PAGE EXCERPT Start Marker

UW in the 21st Century: Less Money, More Freedom?

May 2011


The University of Wisconsin System’s 2009-10 budget totalled $4.75 billion. Funding came primarily from state appropriations (24.0%) and tuition and fees (22.1%). Particularly since the 1990s, the state’s contribution to the UW System has declined. As a share of the state general fund budget, the UW appropriation fell from 12% in 1990 to 8% in 2010. Still, the state’s regulation of the UW System has changed little over the past forty years.

  • The state allocated $1.03 billion to the UW System in 2010, a 9.6% decline from the prior year.
  • From 1990-91 to 2010-11, tuition rose an average of 7.5% annually at UW-Madison, 7.0% at comprehensive universities, and 6.3% at UW-Colleges.
  • As a share of personal income, Wisconsin’s spending on higher education was 21st highest nationally.

Two unmistakable trends in state government finance have emerged in recent decades. First, state budgets increasingly focused on K-12 education and Medicaid at the expense of higher education. And, second, when recessions called for austerity, schools and Medicaid often escaped the largest cuts, while colleges and universities bore a disproportionate share of the reductions. This has been true in most states, including Wisconsin. In 2003-05, Governor Doyle (D) handed the University of Wisconsin System (UWS) a biennial spending reduction of $250 million. Now, Governor Walker (R) proposes a like $250 million cut for 2011-13.

PAGE EXCERPT End Marker
SUPPLIED MATERIAL Start Marker

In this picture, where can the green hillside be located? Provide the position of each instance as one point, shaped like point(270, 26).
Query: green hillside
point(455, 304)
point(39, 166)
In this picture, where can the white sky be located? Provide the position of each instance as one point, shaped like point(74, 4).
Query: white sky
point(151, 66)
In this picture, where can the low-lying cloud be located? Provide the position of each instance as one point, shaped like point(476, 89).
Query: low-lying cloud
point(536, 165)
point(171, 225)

SUPPLIED MATERIAL End Marker
SUPPLIED MATERIAL Start Marker

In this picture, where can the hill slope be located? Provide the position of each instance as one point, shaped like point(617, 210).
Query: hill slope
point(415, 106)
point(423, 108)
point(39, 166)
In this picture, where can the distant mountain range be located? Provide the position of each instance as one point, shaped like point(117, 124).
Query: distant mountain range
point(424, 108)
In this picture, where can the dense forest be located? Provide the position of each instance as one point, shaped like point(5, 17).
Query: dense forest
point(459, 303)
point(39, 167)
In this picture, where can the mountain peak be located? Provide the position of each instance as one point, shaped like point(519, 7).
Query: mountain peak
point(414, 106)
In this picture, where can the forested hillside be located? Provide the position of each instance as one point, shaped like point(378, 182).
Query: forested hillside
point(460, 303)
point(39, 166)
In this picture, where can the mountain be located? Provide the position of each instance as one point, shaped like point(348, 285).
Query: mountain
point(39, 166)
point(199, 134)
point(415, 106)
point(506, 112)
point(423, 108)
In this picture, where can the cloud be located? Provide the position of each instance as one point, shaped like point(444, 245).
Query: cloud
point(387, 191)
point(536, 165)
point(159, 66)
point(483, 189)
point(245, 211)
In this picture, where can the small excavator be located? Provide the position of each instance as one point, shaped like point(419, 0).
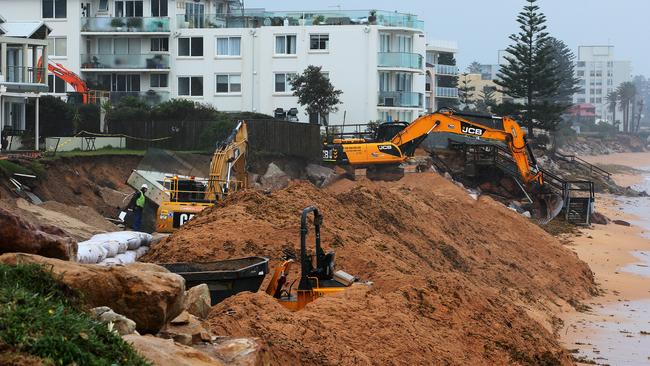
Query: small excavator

SUPPLIED MATERIAL End Marker

• [BRIEF 1] List, in order of appearance, every percentage figure given in the University of Wisconsin funding text.
• [BRIEF 2] Carry on the University of Wisconsin funding text from its last sentence.
These data have no connection to the University of Wisconsin funding text.

• [FINAL ANSWER 1] 24.0%, 22.1%, 12%, 8%, 9.6%, 7.5%, 7.0%, 6.3%

• [FINAL ANSWER 2]
As state tax dollars for higher education have stagnated and, in real terms, dropped, the need to rethink how colleges and universities are funded—and governed—has become an increasingly frequent topic of discussion around the country. In Wisconsin’s case, the question is: With taxpayers funding a quarter or less of university revenues, should the UWS continue to be treated as a state agency—with state regulation of issues including bonding, building, compensation, personnel, and tuition?
With this debate now underway in Wisconsin, it is helpful to understand the history and trends that led to rethinking how Wisconsin finances and governs its university system.